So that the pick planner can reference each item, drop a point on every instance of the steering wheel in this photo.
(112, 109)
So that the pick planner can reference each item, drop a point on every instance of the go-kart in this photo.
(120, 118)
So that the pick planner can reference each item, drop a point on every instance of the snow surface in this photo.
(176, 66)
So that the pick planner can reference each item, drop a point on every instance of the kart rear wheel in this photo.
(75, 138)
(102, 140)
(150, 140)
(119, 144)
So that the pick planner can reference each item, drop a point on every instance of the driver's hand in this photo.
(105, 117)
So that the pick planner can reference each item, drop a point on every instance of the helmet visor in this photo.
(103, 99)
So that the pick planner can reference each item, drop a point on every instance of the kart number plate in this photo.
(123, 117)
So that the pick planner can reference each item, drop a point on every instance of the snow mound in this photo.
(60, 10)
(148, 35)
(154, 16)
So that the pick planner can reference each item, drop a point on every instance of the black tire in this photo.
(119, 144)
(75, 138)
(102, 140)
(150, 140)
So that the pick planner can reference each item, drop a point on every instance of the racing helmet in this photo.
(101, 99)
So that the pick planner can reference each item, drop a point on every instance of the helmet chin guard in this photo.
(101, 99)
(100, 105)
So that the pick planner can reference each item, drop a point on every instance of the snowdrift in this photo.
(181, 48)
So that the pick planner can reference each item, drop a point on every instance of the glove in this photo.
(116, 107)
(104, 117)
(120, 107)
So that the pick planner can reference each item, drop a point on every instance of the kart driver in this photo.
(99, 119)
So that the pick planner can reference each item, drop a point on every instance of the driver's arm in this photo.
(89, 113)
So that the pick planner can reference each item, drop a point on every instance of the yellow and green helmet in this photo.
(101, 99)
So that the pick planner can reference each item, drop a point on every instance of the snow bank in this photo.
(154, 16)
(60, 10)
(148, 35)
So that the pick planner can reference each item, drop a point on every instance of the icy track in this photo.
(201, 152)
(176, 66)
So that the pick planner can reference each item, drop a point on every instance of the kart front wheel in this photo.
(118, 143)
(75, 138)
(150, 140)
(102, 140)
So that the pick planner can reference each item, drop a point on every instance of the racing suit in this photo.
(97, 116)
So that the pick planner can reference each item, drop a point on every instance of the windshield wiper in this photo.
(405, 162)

Given request:
Everything from the line with "driver in this photo." to the end of the listing above needs to be duplicated exactly, both end lines included, with nothing more.

In response:
So that the pick planner can reference each item, drop a point on every instance of the kart driver in this photo.
(99, 119)
So that the pick planner can reference each item, drop a point on every instance of the driver's arm in this photo.
(89, 113)
So that the pick planner can reference each item, drop a point on every instance of the yellow and green helmet in this photo.
(101, 99)
So that the pick planner can reference each item, drop a point on every instance of the snow bank in this photo.
(154, 16)
(60, 10)
(148, 35)
So that the pick planner can reference each item, drop a point on every instance of the icy track in this photo.
(201, 152)
(176, 66)
So that the pick planner can reference each item, drop a point on every instance of the kart front wheel in this photo.
(118, 143)
(75, 138)
(150, 140)
(102, 140)
So that the pick planner can reference each item, drop a point on every instance of the racing suit in this photo.
(97, 116)
So that the pick planner can reference each item, drop a point on every instance of the windshield wiper in this photo.
(405, 162)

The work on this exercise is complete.